What you should do.
Within the entries below, find the portion that opens with the line containing "Target: slender beech trunk" and closes with the line containing "Target: bare tree". Retype that portion exactly and only.

[Saved entries]
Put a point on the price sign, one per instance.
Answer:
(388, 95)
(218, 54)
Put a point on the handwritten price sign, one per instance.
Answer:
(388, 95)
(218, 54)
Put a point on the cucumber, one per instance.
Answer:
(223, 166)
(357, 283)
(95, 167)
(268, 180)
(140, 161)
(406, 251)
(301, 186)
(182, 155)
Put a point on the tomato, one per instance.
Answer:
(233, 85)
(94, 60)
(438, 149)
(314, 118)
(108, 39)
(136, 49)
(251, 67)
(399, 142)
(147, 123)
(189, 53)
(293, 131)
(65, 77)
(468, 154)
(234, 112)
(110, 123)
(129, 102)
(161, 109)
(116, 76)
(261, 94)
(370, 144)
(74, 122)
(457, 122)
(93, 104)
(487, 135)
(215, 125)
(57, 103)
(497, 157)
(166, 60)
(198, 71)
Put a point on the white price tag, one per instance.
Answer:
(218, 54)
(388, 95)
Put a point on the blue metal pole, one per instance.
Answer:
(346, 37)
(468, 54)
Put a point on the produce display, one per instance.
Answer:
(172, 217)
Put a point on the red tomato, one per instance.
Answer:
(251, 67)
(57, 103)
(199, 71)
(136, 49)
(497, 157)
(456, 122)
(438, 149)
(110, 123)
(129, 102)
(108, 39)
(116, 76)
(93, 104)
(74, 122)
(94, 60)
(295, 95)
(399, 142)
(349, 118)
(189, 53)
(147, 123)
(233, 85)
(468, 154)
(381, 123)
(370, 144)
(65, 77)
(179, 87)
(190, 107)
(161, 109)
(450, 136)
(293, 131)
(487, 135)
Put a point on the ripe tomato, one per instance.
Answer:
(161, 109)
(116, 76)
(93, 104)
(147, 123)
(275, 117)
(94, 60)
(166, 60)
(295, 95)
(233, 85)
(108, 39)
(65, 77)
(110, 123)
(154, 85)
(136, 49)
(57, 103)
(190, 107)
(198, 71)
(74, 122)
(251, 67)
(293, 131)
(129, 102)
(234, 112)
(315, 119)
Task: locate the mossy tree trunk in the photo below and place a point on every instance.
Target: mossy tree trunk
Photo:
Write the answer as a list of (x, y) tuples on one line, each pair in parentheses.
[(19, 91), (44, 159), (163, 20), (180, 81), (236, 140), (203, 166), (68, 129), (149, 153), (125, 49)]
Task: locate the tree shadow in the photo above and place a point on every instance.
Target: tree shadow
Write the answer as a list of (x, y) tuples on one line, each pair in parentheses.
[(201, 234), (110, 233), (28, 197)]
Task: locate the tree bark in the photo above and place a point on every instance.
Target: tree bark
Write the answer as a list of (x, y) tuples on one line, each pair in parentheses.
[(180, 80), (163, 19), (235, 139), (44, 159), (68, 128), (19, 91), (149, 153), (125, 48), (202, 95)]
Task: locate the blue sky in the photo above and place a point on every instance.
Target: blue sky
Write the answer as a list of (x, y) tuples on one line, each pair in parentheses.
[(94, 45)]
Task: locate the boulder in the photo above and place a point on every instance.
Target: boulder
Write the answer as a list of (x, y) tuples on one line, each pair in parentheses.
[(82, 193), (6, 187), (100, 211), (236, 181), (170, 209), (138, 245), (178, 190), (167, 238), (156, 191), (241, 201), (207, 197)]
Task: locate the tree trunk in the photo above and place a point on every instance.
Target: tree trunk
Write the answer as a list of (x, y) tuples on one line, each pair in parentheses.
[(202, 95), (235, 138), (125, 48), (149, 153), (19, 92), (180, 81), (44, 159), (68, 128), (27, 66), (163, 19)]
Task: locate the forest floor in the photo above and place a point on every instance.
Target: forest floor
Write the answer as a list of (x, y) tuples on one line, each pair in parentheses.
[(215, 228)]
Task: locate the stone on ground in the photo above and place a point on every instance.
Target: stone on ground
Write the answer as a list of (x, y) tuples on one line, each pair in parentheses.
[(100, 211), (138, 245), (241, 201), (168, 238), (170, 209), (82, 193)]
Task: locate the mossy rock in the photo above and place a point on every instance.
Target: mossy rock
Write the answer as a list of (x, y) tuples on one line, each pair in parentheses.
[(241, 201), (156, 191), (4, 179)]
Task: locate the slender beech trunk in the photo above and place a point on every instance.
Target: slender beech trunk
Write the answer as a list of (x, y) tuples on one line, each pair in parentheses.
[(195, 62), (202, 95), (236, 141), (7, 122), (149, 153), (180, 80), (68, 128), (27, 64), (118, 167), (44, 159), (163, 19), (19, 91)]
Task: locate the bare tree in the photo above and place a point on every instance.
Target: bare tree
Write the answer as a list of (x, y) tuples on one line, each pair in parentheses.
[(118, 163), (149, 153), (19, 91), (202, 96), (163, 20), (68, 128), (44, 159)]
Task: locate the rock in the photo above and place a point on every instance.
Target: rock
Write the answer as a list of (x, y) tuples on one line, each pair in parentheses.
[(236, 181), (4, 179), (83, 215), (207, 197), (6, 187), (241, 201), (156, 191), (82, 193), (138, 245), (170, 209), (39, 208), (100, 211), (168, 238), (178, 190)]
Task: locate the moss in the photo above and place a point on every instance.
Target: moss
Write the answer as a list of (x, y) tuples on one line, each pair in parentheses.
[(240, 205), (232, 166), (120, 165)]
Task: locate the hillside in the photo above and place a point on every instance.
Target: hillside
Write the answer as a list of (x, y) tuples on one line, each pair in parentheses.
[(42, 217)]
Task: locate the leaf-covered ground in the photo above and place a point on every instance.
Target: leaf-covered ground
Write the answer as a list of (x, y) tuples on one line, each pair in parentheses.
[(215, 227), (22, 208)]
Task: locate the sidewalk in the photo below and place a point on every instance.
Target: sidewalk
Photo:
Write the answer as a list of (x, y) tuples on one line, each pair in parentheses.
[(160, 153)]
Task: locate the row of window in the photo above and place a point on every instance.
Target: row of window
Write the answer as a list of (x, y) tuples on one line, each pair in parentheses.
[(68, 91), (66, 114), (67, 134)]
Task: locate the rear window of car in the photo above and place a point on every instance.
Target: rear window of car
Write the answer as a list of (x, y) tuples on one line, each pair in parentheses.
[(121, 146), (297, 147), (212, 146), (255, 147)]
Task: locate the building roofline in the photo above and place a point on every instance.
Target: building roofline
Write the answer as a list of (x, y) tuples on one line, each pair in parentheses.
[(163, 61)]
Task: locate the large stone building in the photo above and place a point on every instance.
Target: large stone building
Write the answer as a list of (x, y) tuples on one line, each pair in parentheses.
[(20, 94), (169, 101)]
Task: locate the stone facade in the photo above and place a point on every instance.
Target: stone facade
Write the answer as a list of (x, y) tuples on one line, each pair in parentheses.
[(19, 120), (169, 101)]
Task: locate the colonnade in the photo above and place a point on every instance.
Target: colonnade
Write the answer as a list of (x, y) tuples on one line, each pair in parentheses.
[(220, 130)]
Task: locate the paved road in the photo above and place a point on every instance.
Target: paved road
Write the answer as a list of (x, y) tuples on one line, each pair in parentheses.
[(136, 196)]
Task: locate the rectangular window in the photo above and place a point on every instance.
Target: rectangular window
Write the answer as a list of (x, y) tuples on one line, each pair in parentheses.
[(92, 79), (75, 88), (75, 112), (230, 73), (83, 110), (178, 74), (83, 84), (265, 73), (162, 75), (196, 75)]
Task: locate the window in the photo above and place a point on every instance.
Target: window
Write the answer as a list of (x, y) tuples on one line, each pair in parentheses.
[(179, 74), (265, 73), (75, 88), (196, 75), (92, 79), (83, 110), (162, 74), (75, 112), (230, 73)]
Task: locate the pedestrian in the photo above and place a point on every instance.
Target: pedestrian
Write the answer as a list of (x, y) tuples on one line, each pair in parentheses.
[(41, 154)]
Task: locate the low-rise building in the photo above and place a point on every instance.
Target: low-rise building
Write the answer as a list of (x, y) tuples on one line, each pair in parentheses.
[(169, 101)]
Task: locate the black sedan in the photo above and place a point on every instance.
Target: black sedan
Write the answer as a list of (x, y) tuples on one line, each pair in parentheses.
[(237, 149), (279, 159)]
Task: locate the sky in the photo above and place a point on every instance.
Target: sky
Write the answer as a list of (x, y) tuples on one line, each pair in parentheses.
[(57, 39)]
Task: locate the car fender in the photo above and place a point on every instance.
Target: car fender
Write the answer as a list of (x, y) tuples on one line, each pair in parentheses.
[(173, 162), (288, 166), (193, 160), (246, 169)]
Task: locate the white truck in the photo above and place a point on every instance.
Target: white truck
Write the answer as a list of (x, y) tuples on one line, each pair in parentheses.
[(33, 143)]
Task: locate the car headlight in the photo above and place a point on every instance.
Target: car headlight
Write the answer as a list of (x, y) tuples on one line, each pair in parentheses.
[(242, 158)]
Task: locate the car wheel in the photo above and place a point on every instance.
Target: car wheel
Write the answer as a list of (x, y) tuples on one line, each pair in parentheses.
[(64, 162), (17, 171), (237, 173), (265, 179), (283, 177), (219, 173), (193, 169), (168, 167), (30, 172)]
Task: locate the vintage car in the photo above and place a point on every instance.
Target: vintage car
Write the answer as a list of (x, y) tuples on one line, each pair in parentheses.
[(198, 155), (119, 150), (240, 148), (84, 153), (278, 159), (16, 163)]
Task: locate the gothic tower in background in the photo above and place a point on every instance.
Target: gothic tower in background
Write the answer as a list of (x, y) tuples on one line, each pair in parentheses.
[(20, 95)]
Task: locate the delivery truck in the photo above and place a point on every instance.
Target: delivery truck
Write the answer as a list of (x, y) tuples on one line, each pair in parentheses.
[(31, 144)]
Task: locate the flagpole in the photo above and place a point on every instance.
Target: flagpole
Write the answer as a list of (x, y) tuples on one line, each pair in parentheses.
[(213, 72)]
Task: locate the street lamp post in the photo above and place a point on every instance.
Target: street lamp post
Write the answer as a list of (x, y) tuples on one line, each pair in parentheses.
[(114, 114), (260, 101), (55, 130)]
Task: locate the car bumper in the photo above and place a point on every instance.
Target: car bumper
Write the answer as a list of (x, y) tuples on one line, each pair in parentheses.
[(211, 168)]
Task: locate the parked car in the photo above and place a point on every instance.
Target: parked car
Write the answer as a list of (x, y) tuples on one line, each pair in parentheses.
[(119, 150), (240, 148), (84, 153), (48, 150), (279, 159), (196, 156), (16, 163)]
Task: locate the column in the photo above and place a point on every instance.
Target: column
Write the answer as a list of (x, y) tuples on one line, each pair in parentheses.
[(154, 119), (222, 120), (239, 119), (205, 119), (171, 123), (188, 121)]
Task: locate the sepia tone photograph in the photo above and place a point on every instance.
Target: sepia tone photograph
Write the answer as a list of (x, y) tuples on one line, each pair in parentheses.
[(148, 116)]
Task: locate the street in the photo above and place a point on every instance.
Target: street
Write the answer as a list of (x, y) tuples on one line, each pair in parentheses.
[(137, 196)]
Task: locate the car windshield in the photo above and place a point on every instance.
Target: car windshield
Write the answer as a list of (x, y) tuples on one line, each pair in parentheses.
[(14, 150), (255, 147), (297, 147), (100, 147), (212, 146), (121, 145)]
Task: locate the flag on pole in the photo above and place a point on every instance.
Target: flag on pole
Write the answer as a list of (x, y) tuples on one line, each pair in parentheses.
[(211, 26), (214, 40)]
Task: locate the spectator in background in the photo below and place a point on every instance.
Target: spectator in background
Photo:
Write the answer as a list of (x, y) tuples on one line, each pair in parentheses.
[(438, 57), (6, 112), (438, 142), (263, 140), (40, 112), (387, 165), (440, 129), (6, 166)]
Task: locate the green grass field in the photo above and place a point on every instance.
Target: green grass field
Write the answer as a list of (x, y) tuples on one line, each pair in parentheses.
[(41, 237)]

Your response.
Target: slender beech trunk
Write the answer as a list of (x, y) tuples on one line, each pair in parentheses.
[(195, 62), (202, 95), (236, 141), (7, 122), (149, 153), (180, 80), (68, 128), (27, 64), (118, 167), (44, 159), (163, 19), (19, 91)]
Task: locate the bare tree in the photo above and place a point on every instance.
Target: bare tree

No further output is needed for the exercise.